◆ Task:
Write out every line of the material again, comment lines included, and shift each point coordinate in the answers by adding 59 to both its x and y values.

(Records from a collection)
********
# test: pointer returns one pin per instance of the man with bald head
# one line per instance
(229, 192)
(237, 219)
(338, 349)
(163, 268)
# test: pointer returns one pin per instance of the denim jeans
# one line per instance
********
◆ Worked answer:
# test: pointer returns one pin per instance of the man with bald head
# one line per instance
(288, 251)
(296, 278)
(397, 408)
(222, 327)
# test: pointer returns one pin per instance of the denim jeans
# one line per instance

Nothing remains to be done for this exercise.